WORK TO COMPLETE: The required output is the exact run of lines from the one bearing "Phrase: pink soap bar" through the final line of the listing below, with the pictures removed.

^^^^^^^^

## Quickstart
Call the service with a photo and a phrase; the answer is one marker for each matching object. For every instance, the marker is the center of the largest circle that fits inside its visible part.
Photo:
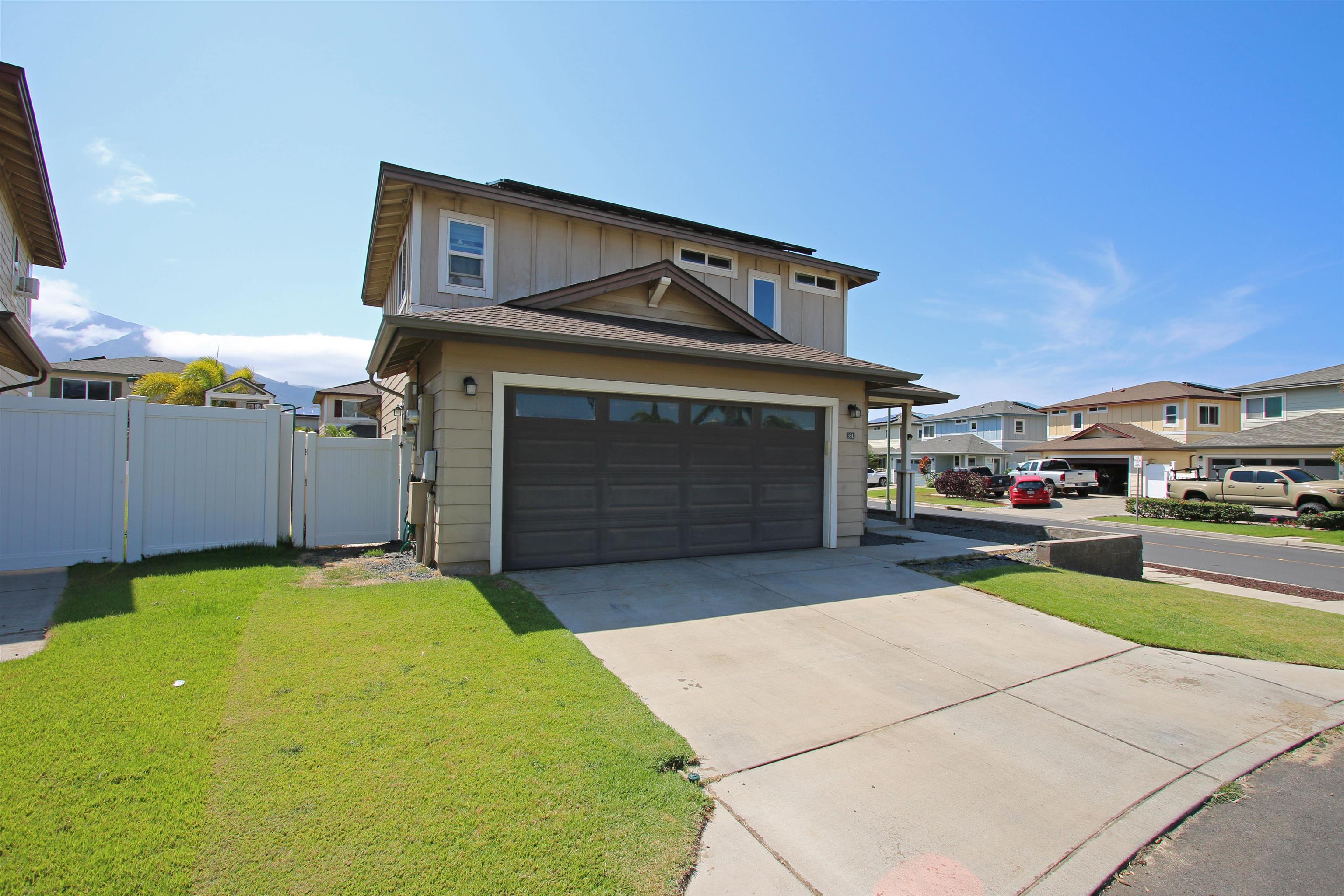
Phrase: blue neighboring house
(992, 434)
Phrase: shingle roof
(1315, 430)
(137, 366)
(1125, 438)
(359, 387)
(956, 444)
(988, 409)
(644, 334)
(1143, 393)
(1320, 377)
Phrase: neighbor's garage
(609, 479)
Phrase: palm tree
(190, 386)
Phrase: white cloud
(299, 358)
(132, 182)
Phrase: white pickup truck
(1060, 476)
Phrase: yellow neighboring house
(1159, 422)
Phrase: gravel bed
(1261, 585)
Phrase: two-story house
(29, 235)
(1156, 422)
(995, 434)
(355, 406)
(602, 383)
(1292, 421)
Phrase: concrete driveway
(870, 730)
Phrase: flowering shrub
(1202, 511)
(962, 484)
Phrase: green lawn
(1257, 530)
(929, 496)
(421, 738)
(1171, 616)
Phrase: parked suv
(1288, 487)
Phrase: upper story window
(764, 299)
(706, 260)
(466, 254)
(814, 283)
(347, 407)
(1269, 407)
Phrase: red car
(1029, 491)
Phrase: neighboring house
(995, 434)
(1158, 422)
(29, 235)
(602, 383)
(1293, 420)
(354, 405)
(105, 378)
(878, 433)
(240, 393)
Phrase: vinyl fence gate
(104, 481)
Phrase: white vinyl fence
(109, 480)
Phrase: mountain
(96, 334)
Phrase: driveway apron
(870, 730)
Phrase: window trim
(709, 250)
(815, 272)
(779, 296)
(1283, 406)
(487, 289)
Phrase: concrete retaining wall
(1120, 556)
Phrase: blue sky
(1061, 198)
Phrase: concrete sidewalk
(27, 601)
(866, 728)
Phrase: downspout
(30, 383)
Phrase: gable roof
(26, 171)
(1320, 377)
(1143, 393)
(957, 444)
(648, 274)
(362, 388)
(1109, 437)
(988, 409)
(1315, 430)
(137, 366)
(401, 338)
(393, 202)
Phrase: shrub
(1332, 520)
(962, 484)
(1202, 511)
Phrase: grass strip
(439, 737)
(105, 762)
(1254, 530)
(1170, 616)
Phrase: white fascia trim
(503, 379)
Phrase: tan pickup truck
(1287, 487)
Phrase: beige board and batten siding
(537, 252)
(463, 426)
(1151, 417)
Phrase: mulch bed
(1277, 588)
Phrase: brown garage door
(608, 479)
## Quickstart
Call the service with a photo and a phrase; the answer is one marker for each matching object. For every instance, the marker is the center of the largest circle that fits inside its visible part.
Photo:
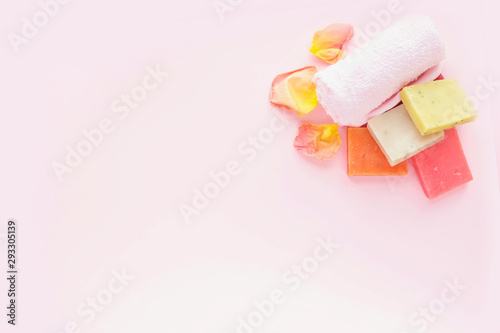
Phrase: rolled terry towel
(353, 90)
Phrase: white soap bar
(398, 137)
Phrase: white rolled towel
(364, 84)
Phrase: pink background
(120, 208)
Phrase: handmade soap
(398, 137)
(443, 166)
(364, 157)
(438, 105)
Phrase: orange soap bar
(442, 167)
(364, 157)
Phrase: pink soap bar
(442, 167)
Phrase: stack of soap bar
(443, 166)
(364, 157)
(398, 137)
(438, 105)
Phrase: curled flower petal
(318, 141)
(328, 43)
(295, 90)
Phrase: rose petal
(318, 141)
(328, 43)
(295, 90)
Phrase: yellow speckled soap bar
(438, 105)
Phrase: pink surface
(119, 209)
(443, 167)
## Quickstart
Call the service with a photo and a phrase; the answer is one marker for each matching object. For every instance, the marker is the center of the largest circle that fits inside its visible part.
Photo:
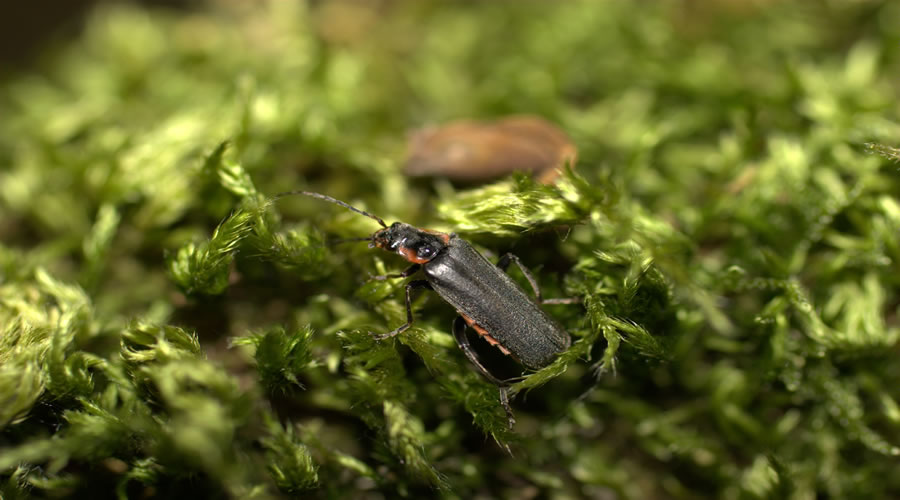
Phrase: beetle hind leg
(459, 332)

^^^^^^^^

RESULT BELOW:
Phrase: pink soap bar
(442, 167)
Phrase: stack of soap bar
(443, 166)
(364, 157)
(398, 137)
(438, 105)
Phrase: curled flower petal
(318, 141)
(328, 43)
(295, 90)
Phrase: rose petal
(318, 141)
(328, 43)
(295, 90)
Phrase: yellow speckled soap bar
(438, 105)
Phrase: pink surface
(119, 209)
(443, 167)
## Quickstart
Call the service with a photo and a phrase; the answer is one marker for each matching object. For every instance, the marker is the center of the largest circle that fits inside its visible part.
Photo:
Phrase: beetle hind leg
(459, 332)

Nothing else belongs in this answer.